# [SUPPLIED TEXT]
════════════════

With the widespread use of computers and embedded systems in our personal and professional lives, a high degree of security is necessitated in the digital world. New cryptographic methods as well as improved security measures are continually being developed and improved in order to ensure data is safe and secure from attacks. However, even with these technologies, new attacks continue to emerge at an alarming rate [1]. While software security continues to evolve, the implementation of software itself in computing systems can prove to be a source for sensitive information leakage. Leakages of this nature can evolve in a number of different ways, but usually involve the workings of the hardware behind a system itself. Attacks exploiting this are known as information side-channel attacks.

════════════════

# [ITEMS]
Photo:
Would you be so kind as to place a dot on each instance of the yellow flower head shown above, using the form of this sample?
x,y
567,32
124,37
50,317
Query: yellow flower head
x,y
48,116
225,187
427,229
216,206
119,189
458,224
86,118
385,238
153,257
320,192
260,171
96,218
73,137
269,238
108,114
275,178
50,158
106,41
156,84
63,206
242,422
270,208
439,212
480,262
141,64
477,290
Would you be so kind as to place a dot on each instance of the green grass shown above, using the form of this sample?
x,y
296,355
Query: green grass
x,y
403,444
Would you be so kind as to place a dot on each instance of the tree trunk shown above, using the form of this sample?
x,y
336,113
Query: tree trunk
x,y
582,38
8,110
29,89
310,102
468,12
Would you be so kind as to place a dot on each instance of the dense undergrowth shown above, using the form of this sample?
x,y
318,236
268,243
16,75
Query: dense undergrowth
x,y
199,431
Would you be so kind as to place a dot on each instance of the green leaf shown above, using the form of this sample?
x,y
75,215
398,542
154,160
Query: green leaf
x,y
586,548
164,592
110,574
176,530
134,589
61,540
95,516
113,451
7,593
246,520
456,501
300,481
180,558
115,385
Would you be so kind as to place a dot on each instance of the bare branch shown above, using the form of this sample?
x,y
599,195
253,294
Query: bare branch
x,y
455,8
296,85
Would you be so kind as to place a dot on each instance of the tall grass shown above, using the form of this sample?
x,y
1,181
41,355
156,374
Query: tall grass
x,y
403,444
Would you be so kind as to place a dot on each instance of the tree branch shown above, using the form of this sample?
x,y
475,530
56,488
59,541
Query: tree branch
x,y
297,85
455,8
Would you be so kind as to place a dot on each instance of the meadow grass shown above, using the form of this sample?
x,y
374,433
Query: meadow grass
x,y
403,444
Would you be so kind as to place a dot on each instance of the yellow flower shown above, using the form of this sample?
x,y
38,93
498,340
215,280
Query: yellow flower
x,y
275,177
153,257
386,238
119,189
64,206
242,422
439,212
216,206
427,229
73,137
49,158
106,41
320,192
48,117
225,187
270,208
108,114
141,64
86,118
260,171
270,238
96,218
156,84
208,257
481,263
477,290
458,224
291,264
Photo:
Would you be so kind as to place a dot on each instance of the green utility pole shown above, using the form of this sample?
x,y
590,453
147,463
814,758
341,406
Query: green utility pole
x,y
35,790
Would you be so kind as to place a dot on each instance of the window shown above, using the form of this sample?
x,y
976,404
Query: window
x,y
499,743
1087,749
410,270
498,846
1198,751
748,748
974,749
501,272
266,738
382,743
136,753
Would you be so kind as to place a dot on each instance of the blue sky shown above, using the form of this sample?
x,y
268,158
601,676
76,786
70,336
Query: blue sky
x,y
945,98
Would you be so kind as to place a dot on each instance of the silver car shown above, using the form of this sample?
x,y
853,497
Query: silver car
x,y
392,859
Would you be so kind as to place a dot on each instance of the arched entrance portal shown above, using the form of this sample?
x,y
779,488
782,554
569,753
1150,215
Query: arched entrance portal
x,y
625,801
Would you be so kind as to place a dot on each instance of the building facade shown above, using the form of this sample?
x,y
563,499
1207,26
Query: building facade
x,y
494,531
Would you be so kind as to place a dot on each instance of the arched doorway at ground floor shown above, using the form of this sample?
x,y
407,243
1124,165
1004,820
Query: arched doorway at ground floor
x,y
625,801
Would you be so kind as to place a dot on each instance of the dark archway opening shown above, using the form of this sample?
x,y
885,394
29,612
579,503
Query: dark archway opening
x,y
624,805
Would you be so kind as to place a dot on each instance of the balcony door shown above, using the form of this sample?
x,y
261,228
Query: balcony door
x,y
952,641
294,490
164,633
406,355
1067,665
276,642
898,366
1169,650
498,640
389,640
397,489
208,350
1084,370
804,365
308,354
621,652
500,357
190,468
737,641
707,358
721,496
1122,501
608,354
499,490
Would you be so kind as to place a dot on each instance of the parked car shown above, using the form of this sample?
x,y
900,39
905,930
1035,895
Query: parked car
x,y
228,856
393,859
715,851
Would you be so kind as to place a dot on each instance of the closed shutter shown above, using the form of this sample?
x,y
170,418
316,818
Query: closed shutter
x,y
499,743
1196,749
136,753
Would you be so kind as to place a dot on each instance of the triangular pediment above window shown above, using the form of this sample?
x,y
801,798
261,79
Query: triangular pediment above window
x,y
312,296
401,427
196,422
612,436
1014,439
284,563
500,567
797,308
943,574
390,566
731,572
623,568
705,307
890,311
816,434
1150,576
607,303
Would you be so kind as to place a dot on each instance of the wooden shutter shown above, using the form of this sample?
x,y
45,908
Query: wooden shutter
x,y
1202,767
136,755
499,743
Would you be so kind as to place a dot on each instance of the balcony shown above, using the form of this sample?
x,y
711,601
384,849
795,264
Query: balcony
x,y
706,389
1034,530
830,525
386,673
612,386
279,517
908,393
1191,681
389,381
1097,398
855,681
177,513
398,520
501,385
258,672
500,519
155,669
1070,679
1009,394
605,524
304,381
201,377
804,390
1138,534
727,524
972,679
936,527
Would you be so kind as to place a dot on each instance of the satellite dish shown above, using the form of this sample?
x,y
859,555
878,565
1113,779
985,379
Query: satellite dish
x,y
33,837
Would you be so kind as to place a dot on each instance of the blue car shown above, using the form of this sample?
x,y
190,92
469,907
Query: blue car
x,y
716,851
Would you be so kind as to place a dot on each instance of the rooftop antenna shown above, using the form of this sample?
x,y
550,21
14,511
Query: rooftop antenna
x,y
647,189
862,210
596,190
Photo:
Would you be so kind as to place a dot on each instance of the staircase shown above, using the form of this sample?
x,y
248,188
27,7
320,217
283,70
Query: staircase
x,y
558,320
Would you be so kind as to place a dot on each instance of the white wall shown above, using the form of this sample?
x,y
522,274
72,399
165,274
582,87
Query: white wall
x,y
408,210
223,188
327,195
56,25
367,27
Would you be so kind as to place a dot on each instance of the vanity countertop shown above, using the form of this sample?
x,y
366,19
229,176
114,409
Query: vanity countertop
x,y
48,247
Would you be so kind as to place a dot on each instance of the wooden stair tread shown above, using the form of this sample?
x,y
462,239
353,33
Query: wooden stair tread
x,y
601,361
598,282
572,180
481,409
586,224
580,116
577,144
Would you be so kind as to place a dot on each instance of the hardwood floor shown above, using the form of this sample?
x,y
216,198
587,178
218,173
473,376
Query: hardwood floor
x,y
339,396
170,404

════════════════

# [OBJECTIVE]
According to the passage on computer security, what name is given to attacks that exploit leaks coming from how a system's hardware works? The rows have nothing to do with the passage on computer security.

# [ANSWER FOR THE TASK]
Information side-channel attacks.